## Point annotations for photographs
━━━━━━━━━━━━━━━━━━━━━━━━━━━━━━
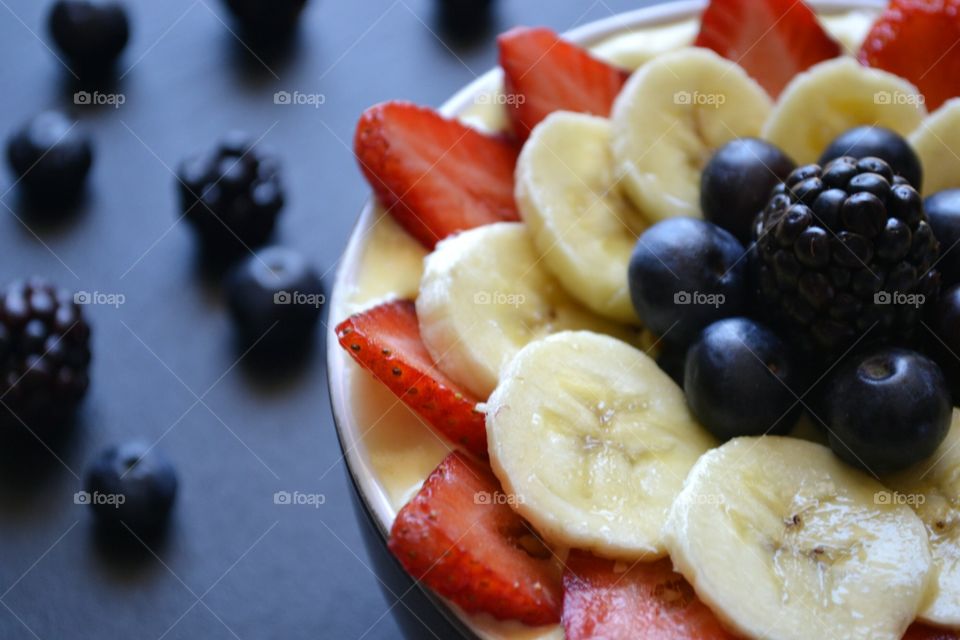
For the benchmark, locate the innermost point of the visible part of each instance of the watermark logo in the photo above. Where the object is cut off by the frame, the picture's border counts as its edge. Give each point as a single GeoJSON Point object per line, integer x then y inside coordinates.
{"type": "Point", "coordinates": [99, 298]}
{"type": "Point", "coordinates": [96, 98]}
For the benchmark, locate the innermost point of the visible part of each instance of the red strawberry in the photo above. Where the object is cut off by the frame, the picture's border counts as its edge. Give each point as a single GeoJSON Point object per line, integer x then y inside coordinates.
{"type": "Point", "coordinates": [386, 341]}
{"type": "Point", "coordinates": [543, 74]}
{"type": "Point", "coordinates": [773, 40]}
{"type": "Point", "coordinates": [474, 549]}
{"type": "Point", "coordinates": [648, 601]}
{"type": "Point", "coordinates": [436, 176]}
{"type": "Point", "coordinates": [917, 40]}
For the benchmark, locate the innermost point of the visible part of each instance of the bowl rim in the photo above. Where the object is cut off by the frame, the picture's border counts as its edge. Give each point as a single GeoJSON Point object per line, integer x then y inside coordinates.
{"type": "Point", "coordinates": [371, 493]}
━━━━━━━━━━━━━━━━━━━━━━━━━━━━━━
## What you will do
Reproduce verbatim the lines above, starting at the line containing "of the bowl" and continuing through the final line, with both ends included.

## Written solution
For the benchmark, locate the innermost point of the visible part of each instance of the bowl rim in the photo above. Where the object is cut off by the frame, the picture's border counts as its edge. Give each point as a single GeoJSON Point object per line, integer x then y inside coordinates.
{"type": "Point", "coordinates": [371, 493]}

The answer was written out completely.